- Assignment -
Nothing but the lines from the one containing "One keypoint belongs on each instance. Indicate the black tire" through the end of the data should be retyped, exactly as they stand, and pictures should not be retyped.
(Recorded data begins)
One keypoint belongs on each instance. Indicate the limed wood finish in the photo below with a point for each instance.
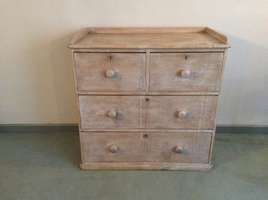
(190, 147)
(110, 71)
(148, 96)
(125, 112)
(184, 72)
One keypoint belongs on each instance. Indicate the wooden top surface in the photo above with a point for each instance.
(148, 38)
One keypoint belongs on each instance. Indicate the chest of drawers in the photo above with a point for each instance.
(147, 96)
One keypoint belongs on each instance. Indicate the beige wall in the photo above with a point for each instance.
(36, 80)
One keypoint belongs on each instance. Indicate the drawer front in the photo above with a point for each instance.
(181, 112)
(110, 112)
(184, 147)
(185, 72)
(110, 72)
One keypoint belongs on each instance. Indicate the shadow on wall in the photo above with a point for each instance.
(61, 61)
(244, 98)
(53, 70)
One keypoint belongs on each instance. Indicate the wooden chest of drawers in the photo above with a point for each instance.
(147, 96)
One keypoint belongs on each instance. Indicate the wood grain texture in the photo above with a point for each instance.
(154, 112)
(145, 147)
(166, 72)
(91, 69)
(148, 96)
(94, 110)
(163, 112)
(145, 166)
(142, 38)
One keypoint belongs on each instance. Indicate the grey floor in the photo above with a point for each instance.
(45, 166)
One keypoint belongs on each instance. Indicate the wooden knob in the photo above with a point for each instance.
(112, 113)
(186, 73)
(113, 148)
(181, 114)
(110, 73)
(178, 149)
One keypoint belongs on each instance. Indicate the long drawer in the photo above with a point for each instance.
(155, 112)
(184, 147)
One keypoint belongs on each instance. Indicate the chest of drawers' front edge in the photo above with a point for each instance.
(120, 163)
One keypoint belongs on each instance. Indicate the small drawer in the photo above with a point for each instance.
(110, 112)
(184, 147)
(181, 112)
(110, 72)
(185, 72)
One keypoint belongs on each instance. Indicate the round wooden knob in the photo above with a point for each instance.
(178, 149)
(185, 73)
(181, 114)
(113, 148)
(110, 73)
(112, 113)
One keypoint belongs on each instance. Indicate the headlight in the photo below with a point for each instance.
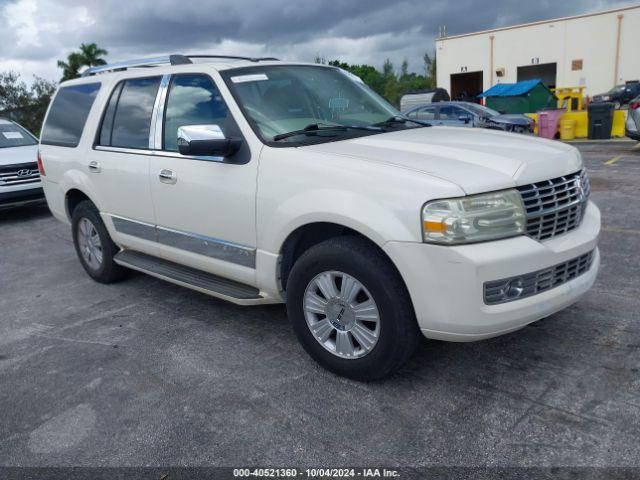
(475, 218)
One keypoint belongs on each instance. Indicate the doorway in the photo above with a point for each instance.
(466, 86)
(545, 72)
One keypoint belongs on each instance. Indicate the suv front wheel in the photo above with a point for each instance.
(350, 309)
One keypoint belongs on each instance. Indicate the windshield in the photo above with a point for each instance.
(13, 135)
(482, 110)
(283, 99)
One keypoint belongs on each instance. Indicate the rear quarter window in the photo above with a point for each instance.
(68, 115)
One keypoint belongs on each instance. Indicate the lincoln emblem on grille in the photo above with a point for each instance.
(579, 190)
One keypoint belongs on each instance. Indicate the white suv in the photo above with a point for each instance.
(19, 177)
(259, 181)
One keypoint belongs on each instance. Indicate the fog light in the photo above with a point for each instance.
(513, 289)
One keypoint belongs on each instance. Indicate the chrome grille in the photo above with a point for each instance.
(555, 206)
(516, 288)
(19, 174)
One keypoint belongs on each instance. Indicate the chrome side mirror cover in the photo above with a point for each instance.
(206, 140)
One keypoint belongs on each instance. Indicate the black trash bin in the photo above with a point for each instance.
(600, 120)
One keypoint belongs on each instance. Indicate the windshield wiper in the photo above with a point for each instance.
(317, 127)
(400, 120)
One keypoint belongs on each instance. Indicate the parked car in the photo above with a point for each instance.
(620, 94)
(19, 178)
(633, 119)
(258, 181)
(420, 97)
(467, 114)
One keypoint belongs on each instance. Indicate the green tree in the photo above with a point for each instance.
(90, 55)
(388, 83)
(22, 104)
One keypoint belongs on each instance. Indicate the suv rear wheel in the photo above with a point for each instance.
(93, 244)
(351, 310)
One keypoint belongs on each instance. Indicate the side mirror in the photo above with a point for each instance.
(206, 140)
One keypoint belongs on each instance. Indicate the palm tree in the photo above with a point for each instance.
(70, 68)
(89, 55)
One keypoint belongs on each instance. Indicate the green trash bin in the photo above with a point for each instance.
(600, 120)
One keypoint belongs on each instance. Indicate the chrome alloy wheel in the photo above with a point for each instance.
(89, 243)
(341, 314)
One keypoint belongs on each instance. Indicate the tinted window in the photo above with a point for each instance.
(194, 100)
(12, 135)
(425, 113)
(68, 115)
(132, 119)
(452, 113)
(107, 120)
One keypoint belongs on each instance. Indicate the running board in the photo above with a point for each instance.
(204, 282)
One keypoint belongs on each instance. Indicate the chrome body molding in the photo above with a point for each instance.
(187, 241)
(156, 153)
(211, 247)
(135, 228)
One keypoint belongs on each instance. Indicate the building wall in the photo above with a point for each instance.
(590, 38)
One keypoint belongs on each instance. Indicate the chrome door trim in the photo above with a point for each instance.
(187, 241)
(156, 153)
(208, 246)
(155, 130)
(135, 228)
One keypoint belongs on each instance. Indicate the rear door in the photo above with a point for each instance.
(205, 206)
(120, 161)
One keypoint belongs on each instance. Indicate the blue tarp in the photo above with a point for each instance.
(510, 89)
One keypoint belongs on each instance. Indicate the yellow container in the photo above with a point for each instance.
(567, 129)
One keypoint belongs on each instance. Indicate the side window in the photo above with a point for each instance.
(107, 120)
(426, 113)
(127, 120)
(68, 114)
(451, 113)
(194, 100)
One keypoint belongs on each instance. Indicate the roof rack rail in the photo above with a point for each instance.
(167, 59)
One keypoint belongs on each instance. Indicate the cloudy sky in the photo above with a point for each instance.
(35, 33)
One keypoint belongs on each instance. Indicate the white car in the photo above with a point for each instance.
(259, 181)
(19, 177)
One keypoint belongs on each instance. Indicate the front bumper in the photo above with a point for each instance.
(446, 283)
(25, 196)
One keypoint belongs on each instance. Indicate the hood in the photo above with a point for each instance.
(14, 155)
(476, 160)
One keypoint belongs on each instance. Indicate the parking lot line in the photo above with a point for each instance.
(621, 230)
(613, 160)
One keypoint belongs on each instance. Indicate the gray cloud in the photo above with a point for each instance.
(37, 32)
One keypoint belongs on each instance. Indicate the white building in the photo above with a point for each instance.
(596, 50)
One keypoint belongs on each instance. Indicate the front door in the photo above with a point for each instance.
(205, 206)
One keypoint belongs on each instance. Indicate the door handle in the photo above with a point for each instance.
(168, 176)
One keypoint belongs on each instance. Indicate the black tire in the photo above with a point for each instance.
(399, 333)
(108, 271)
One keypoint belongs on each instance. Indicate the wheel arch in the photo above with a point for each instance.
(310, 234)
(72, 199)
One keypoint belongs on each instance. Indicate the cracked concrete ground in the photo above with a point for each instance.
(146, 373)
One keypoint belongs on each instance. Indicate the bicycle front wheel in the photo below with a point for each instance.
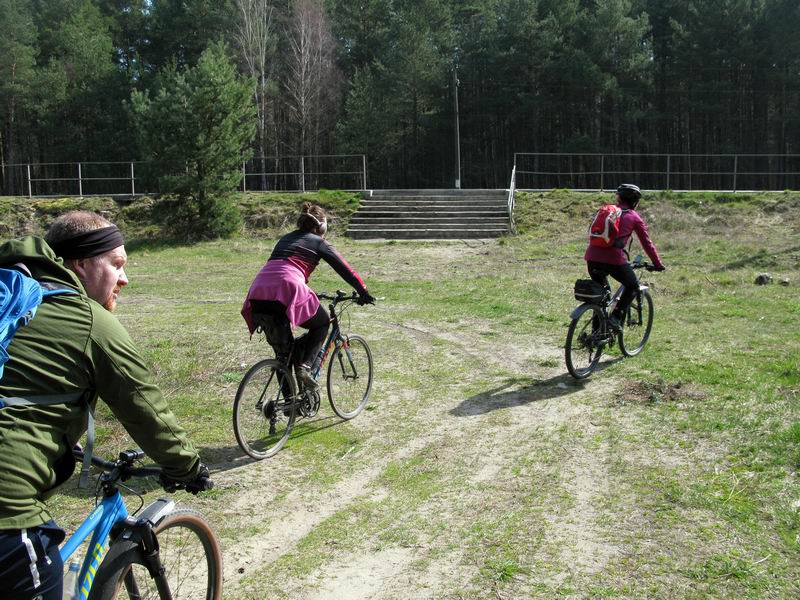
(350, 377)
(264, 409)
(638, 323)
(584, 342)
(188, 551)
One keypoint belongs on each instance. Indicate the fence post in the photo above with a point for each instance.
(364, 172)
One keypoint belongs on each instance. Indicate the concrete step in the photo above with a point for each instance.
(426, 225)
(430, 212)
(438, 218)
(438, 192)
(443, 202)
(426, 234)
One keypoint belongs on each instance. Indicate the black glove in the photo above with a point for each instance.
(365, 298)
(200, 483)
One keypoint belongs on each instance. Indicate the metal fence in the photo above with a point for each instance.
(679, 172)
(135, 178)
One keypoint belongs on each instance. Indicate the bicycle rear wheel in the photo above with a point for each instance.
(264, 409)
(189, 553)
(350, 377)
(638, 323)
(584, 342)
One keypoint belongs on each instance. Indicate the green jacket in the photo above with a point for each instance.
(72, 345)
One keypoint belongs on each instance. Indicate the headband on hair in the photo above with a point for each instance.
(Recorded data ends)
- Finished task -
One keypoint belongs on each instance. Indicate the black tire in the photo above with a point for each instance.
(399, 333)
(108, 271)
One keypoint belongs on each instance. Indicate the wheel arch in the photo above with a point for each instance.
(310, 234)
(72, 199)
One keypoint belongs on each instance. Indicate the cracked concrete ground in the photo above with a point for each instance.
(146, 373)
One keypoint belongs on each instance. Indicate the bicycle front wheel in the photo below with a point for each instance.
(350, 377)
(264, 409)
(638, 323)
(584, 342)
(188, 551)
One keypoint belongs on each instance. Indicate the fence post in the photo above with a point for each instance.
(364, 172)
One keypoint belongs on each instance. Indicate the concrete step in the photo above with a point for each instance.
(426, 225)
(430, 212)
(438, 218)
(438, 192)
(443, 202)
(426, 234)
One keypoint belongs on each instance. Indicate the black glove in the photo above with a point for each instance.
(365, 298)
(200, 483)
One keypoint belongs on each instance. Indicate the metal fence in the photo above with a point for each instance.
(679, 172)
(135, 178)
One keypoint belongs on each instance. Indicate the bicycle rear wheel in the photo above with a point for each instance.
(264, 409)
(189, 553)
(350, 377)
(638, 323)
(584, 342)
One keypoint belongs on each instance. Indicate the green jacket in the photo above with a point for each instance.
(72, 345)
One keypoint belongs on each instance. Indicate the headband on hair in the photo above with a point for each instance.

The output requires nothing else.